_Stated problem:_
Copy out the lines of the items that begin at the line containing "Phrase: wave" and stop after the line containing "Phrase: cylindrical chocolate". Leave any pictures out of your answer.

_Records for the exercise:_
* * * * * * *

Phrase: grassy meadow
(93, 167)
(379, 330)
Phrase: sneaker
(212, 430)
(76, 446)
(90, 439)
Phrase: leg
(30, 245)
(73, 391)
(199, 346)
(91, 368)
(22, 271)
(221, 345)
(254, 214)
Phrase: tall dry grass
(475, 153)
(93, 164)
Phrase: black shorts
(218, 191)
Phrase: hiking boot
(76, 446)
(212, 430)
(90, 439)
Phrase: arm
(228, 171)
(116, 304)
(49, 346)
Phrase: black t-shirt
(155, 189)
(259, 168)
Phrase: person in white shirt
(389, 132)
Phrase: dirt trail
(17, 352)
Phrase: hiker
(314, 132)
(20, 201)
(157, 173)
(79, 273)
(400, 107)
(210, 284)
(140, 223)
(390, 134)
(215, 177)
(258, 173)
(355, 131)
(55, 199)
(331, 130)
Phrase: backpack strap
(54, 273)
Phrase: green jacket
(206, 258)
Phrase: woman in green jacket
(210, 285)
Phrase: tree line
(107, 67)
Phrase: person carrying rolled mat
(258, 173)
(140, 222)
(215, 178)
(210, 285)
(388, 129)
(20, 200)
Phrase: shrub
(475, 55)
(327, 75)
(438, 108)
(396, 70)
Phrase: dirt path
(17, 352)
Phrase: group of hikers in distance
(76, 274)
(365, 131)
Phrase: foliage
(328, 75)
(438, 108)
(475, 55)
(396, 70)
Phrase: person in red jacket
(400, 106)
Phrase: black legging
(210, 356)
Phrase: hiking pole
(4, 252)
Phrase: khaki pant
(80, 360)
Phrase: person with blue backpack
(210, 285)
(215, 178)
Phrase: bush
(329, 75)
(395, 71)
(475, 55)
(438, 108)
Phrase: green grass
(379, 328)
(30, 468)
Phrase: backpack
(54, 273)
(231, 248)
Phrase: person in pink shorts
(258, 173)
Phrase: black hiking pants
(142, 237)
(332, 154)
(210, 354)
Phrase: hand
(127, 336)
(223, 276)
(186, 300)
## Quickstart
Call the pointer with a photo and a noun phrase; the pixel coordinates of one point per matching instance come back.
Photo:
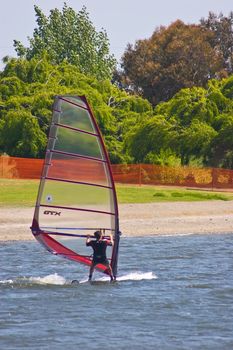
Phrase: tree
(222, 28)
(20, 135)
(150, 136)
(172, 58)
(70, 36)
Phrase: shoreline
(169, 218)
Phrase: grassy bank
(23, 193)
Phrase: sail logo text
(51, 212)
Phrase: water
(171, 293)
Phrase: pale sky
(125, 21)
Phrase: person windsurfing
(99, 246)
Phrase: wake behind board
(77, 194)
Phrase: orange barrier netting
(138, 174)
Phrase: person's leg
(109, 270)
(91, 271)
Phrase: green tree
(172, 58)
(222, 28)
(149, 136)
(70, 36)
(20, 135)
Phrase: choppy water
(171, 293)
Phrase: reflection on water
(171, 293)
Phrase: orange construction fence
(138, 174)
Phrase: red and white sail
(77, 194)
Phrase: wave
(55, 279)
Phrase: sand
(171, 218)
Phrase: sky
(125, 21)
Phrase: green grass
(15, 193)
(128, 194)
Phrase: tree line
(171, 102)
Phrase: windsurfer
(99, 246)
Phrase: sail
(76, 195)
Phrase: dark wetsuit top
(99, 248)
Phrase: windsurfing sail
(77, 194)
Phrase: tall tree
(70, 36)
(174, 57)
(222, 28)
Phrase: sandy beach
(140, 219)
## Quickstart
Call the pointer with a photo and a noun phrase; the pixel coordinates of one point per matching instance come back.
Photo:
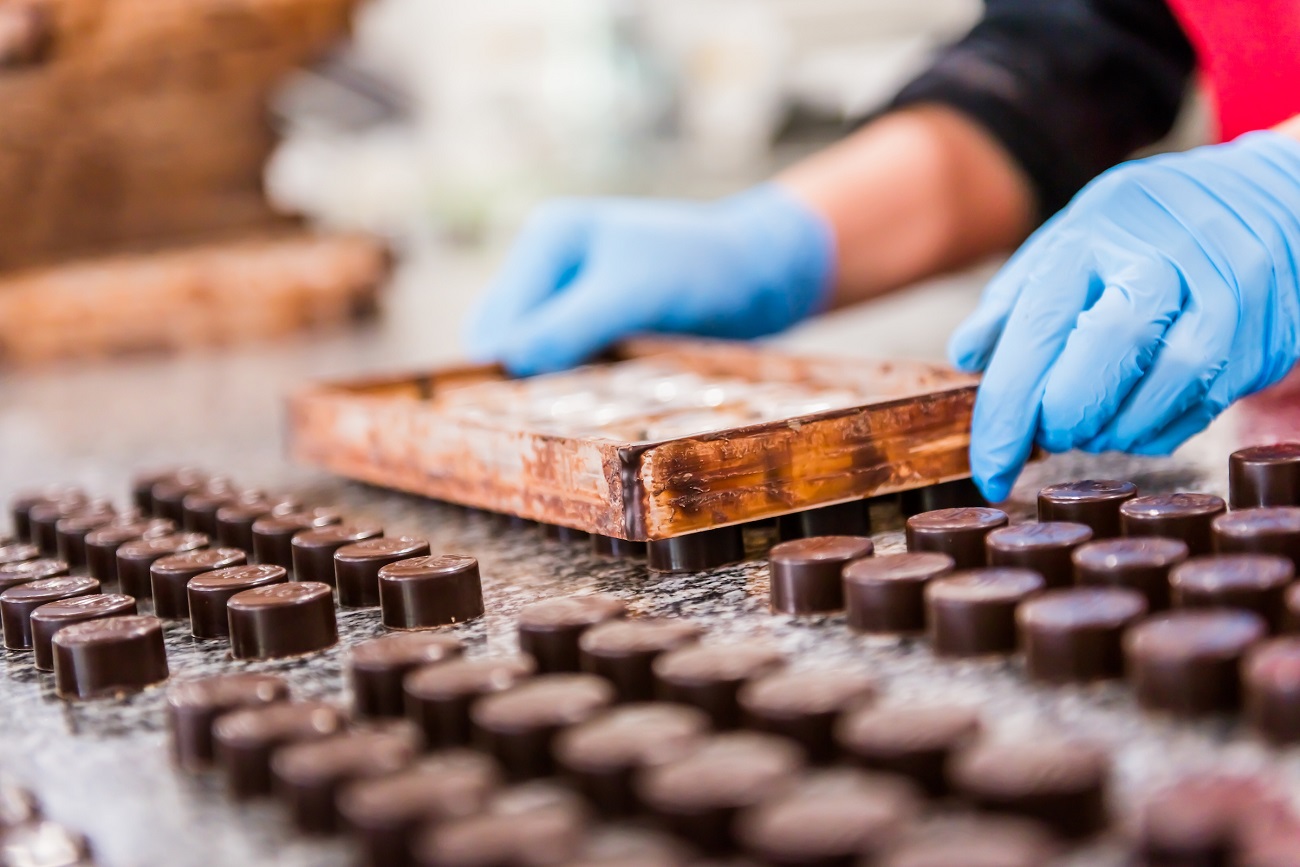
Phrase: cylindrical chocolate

* * * * * * *

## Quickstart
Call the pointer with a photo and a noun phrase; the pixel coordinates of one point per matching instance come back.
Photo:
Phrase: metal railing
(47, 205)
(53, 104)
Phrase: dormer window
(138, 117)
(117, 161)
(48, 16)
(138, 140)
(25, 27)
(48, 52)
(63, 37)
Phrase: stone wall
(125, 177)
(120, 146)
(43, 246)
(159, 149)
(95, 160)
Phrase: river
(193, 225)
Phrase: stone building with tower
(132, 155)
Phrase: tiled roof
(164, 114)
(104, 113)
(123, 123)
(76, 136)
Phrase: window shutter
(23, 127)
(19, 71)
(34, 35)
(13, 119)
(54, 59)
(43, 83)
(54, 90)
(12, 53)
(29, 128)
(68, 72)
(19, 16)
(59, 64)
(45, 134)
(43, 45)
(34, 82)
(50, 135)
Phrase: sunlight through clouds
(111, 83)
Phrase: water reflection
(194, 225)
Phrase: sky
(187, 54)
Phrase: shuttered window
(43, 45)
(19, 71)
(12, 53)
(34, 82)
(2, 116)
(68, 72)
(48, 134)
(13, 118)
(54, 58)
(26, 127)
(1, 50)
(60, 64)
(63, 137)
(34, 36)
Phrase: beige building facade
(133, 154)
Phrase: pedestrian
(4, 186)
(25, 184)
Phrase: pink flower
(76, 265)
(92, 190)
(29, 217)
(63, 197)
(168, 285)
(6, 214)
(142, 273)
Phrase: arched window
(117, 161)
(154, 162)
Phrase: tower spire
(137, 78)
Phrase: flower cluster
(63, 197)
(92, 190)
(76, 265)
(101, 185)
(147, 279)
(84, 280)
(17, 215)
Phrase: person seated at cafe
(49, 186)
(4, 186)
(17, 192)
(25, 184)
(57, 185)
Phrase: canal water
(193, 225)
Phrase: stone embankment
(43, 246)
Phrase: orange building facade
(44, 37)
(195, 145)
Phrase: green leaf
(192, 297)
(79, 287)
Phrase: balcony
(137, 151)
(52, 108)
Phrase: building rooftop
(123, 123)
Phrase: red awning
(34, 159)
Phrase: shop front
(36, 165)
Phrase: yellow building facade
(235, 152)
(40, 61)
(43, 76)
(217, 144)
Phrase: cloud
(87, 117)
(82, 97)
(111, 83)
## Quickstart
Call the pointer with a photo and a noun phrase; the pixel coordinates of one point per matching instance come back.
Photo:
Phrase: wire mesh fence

* * * * * * *

_Worked solution:_
Phrase: wave
(55, 279)
Phrase: sand
(171, 218)
Phrase: sky
(125, 21)
Phrase: green grass
(15, 193)
(128, 194)
Phrase: tree line
(171, 102)
Phrase: windsurfer
(99, 246)
Phrase: sail
(76, 195)
Phrase: dark wetsuit top
(99, 248)
Phrase: windsurfing sail
(77, 194)
Phrase: tall tree
(70, 36)
(174, 57)
(222, 28)
Phrase: sandy beach
(140, 219)
## Quickstart
Call the pointer with a photo and a noun phrase; the pixel coordinates of one point per matching instance come back.
Photo:
Phrase: cylindrical chocolate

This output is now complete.